TO BE DONE →
a) In the patent claims, which part of a decomposed file is stored into a higher performance media than the body?
b) Revise the patent claims between "4. The content" and "to be re-composed.", inclusive, putting "positions" wherever "locations" appears.

1. A content management computer coupled via a network to a storage system, the content management computer comprising a processor, a memory, and a content compose/decompose module, the content compose/decompose module being configured to:
decompose a file into multiple parts of data and store the multiple parts into adaptive logical storage partitions; and
in response to a read request for the file, re-compose the multiple parts into an original file and send the original file;
wherein the file is decomposed into the multiple parts based on both structure and characteristics of the data in the file; and
wherein the multiple parts are stored into different media provided by the adaptive logical storage partitions according to the structure and characteristics of the data in the multiple parts.
2. The content management computer according to claim 1,
wherein the structure of the data includes a header and a body of the file; and
wherein the characteristics of the data include one or more of text data, image data, audio data, and video data.
3. The content management computer according to claim 1,
wherein decomposing a file comprises dividing the file into a header and a body; and
wherein the header and the body are stored into different media, the header being stored into a higher performance media than the body.
4. The content management computer according to claim 1,
wherein the content compose/decompose module is configured to determine locations to store the multiple parts that are decomposed; and
wherein the content compose/decompose module is configured to find locations of the multiple parts and load the multiple parts that are to be re-composed.
5. The content management computer according to claim 1, further comprising a content compression module configured to:
find fragmented components from the multiple parts that are stored in the adaptive logical storage partitions;
compress the fragmented components;
store the compressed fragmented components; and
update a header of the file based on the compressed fragmented components.
6. The content management computer according to claim 1 further comprising a configuration management module configured to:
detect logical units in the storage system and divide the detected logical units into smaller adaptive logical storage partitions for storing the decomposed multiple parts.
7. An information system comprising a content management computer and a storage system which are coupled via a network, the content management computer including a processor, a memory, and a content compose/decompose module, the content compose/decompose module being configured to:
decompose a file into multiple parts of data and store the multiple parts into adaptive logical storage partitions; and
in response to a read request for the file, re-compose the multiple parts into an original file and send the original file;
wherein the file is decomposed into the multiple parts based on both structure and characteristics of the data in the file; and
wherein the multiple parts are stored into different media provided by the adaptive logical storage partitions according to the structure and characteristics of the data in the multiple parts.

PROVIDED INFORMATION →
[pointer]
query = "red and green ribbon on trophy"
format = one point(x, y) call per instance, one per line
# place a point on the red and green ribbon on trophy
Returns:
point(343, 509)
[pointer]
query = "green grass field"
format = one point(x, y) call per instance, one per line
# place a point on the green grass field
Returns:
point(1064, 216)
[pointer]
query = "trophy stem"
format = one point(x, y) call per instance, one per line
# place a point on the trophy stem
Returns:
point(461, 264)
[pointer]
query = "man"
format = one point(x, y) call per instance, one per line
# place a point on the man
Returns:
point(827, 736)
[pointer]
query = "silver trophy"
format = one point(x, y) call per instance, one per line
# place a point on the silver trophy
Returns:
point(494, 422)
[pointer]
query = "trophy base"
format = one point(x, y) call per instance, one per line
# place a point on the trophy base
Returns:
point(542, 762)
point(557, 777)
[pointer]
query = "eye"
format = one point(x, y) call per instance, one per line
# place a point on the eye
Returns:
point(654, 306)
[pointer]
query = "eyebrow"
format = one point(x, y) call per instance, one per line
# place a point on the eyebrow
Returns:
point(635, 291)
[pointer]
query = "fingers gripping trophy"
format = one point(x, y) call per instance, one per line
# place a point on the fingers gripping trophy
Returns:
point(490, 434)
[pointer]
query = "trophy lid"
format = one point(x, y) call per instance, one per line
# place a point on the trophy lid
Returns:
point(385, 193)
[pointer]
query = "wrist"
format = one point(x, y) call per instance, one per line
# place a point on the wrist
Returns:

SOLVED PROBLEMS →
a) The header.

b)
4. The content management computer according to claim 1,
wherein the content compose/decompose module is configured to determine positions to store the multiple parts that are decomposed; and
wherein the content compose/decompose module is configured to find positions of the multiple parts and load the multiple parts that are to be re-composed.